You are asked to filter the data below and copy every line holding "cabinet".

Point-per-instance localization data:
◆ ◆ ◆ ◆ ◆

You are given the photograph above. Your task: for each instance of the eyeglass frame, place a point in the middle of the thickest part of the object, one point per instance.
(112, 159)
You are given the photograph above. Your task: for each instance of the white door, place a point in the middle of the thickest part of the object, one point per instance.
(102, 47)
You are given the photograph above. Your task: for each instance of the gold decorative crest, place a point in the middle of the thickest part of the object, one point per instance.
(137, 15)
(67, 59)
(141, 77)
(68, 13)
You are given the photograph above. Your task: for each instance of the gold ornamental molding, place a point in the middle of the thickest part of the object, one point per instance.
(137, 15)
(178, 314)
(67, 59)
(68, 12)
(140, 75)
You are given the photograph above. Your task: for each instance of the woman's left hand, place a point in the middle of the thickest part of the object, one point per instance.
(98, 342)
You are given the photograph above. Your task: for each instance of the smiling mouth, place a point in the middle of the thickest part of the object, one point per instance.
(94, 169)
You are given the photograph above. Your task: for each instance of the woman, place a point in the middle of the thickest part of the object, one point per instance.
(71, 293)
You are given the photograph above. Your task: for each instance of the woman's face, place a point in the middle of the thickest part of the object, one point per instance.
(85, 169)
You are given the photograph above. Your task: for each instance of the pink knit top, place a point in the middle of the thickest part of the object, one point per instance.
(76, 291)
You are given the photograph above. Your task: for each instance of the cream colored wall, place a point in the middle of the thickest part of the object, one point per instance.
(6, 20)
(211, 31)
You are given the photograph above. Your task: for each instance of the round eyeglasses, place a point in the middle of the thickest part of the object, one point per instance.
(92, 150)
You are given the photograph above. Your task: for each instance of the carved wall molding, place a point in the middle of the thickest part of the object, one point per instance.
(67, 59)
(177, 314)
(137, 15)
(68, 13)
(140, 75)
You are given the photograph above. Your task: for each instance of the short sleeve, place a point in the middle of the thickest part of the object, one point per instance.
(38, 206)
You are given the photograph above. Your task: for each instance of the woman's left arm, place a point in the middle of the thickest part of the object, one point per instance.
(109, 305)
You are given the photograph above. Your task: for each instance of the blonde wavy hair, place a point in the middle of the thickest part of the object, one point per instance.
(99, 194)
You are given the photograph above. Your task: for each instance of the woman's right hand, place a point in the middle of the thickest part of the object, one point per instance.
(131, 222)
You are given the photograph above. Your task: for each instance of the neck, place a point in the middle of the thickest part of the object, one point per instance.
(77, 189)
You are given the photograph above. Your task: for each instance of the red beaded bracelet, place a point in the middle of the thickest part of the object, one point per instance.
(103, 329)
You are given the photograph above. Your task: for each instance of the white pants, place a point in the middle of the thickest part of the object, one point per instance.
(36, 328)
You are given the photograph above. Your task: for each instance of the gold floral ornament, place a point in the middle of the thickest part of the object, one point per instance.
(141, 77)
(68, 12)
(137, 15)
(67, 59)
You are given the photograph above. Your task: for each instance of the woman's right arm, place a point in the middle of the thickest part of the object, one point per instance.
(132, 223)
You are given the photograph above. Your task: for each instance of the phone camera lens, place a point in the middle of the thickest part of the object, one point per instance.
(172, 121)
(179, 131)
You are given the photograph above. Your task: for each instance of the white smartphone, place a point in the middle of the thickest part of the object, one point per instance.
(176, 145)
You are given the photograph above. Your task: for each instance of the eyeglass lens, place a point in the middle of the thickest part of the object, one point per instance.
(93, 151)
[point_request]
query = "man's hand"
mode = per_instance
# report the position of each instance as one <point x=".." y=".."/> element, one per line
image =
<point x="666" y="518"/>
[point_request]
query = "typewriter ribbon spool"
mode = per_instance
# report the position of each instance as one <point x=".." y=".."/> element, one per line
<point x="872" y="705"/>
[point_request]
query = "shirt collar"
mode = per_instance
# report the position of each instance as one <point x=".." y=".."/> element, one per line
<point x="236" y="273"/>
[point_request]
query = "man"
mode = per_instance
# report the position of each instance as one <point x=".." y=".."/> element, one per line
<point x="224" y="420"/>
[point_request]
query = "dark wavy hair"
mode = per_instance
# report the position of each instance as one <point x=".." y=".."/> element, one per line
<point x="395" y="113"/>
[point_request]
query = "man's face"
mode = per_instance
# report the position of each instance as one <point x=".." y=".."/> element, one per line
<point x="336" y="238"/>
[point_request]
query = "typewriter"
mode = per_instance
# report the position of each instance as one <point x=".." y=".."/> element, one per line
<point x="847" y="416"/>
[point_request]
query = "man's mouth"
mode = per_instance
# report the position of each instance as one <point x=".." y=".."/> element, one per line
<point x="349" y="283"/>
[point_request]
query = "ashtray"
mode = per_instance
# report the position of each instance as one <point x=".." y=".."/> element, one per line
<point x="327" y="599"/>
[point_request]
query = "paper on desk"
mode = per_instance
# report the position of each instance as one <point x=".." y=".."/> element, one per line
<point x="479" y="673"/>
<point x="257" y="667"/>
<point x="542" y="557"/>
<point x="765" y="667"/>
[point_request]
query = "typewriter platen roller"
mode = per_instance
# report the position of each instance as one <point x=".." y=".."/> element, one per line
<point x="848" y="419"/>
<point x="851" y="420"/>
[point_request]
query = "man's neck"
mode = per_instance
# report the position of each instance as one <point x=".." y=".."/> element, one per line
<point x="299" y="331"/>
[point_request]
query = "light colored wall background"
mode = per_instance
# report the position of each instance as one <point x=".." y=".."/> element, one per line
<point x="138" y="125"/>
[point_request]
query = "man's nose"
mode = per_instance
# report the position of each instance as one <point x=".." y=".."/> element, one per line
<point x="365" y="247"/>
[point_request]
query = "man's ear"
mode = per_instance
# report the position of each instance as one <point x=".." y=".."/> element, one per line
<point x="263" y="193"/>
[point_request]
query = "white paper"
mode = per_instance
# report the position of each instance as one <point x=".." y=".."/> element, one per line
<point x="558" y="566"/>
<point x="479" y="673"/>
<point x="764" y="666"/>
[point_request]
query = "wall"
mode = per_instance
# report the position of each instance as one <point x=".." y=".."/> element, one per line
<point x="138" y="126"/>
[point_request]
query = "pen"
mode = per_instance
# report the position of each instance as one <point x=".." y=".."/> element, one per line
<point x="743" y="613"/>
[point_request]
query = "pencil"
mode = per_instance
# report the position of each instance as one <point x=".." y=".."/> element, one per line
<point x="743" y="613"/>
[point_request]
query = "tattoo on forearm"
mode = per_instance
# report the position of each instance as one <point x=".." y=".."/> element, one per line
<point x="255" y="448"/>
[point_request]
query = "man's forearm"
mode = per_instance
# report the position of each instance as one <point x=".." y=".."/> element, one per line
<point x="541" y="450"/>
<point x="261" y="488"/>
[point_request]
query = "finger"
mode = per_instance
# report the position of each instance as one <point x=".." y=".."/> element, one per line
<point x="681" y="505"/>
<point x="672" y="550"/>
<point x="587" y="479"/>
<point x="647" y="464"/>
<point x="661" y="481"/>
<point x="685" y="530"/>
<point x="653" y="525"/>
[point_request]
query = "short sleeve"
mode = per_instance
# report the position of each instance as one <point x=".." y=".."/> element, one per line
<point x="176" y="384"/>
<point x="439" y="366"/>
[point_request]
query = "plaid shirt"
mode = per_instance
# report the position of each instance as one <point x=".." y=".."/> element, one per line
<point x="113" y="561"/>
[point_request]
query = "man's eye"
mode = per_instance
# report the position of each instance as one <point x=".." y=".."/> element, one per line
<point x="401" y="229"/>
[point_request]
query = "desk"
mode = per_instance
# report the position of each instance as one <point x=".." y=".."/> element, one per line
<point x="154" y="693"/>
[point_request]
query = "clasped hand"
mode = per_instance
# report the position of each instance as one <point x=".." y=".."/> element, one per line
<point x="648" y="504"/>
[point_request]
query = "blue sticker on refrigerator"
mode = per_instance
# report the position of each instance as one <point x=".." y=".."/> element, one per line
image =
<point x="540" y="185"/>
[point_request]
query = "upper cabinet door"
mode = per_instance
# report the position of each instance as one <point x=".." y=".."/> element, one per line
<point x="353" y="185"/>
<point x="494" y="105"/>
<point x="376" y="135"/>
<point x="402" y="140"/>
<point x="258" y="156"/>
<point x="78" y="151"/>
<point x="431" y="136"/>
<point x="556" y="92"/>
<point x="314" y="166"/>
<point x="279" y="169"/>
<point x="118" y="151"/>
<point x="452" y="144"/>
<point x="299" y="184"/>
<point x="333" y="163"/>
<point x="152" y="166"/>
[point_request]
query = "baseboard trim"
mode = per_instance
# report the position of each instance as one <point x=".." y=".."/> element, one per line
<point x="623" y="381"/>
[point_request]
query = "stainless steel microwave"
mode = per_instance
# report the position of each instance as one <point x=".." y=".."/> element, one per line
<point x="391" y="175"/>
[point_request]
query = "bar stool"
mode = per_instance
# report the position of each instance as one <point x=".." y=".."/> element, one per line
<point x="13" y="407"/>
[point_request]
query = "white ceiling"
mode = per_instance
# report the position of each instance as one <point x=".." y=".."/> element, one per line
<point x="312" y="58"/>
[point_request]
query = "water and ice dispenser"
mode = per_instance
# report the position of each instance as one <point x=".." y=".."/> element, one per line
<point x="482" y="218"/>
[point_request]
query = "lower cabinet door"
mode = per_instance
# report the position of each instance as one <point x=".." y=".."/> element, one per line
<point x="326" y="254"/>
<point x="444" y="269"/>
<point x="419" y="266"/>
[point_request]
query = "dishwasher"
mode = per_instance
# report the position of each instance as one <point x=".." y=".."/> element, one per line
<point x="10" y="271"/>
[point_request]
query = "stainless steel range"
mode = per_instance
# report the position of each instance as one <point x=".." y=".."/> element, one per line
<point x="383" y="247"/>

◆ ◆ ◆ ◆ ◆

- _Task output_
query = "upper cabinet door"
query = "lower cabinet door"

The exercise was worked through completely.